— Task objective —
Every line in the records below between the one holding "pair like [254,329]." and the one holding "pair like [247,119].", inclusive, is to be set down exactly; all other lines are to be left out.

— Exercise data —
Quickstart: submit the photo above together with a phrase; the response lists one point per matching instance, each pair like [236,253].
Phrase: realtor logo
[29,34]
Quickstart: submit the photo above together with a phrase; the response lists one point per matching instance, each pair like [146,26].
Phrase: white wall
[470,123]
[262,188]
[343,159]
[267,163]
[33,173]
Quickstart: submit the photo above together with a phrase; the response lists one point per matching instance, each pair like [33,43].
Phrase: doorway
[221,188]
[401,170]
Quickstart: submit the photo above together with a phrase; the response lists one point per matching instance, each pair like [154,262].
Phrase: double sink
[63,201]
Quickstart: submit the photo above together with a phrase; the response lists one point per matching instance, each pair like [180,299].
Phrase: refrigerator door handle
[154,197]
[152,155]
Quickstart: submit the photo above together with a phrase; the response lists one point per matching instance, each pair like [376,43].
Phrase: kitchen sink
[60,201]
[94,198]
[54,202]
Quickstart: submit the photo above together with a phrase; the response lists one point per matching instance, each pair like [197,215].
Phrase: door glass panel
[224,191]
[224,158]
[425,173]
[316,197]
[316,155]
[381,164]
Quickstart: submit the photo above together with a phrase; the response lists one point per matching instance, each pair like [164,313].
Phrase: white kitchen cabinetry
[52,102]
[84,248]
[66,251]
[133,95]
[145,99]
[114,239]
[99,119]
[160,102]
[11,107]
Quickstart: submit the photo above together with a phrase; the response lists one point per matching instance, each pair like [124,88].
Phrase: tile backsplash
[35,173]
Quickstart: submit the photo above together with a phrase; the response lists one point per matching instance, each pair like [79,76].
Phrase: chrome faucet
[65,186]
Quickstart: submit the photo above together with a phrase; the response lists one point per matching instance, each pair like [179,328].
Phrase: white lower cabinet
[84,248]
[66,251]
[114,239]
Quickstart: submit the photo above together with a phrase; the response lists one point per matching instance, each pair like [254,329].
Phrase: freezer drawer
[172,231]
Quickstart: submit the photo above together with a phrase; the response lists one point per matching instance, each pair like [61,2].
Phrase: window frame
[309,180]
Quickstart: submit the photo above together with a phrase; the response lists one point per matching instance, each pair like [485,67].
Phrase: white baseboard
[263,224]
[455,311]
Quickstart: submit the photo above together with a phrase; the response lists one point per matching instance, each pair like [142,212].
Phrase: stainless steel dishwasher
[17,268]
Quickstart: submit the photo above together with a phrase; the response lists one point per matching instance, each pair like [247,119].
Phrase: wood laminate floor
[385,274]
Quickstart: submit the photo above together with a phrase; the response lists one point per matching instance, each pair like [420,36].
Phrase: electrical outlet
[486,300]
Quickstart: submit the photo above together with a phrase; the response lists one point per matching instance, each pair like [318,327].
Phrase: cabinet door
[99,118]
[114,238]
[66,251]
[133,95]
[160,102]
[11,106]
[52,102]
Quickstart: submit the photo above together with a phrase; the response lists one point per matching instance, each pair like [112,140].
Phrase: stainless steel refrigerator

— Exercise solution —
Quickstart: submit the photo above together with a phrase; the response lists one point per matching instance, each pair like [254,329].
Phrase: freezer drawer
[172,231]
Quickstart: submit the photo above together with a phrase; the response lists one point per matching instance, each pair like [61,2].
Phrase: window frame
[309,180]
Quickstart: submit the photo above together with a phrase; the response lists one point per matching instance, each pair like [485,67].
Phrase: white baseboard
[263,224]
[455,311]
Quickstart: submit the photo above together with a phrase; the response lists one point per matching instance, each pair like [142,212].
Phrase: stainless steel dishwasher
[17,268]
Quickstart: submit the photo above together with a phrase; the response lists one point per matching instance, each pair like [247,119].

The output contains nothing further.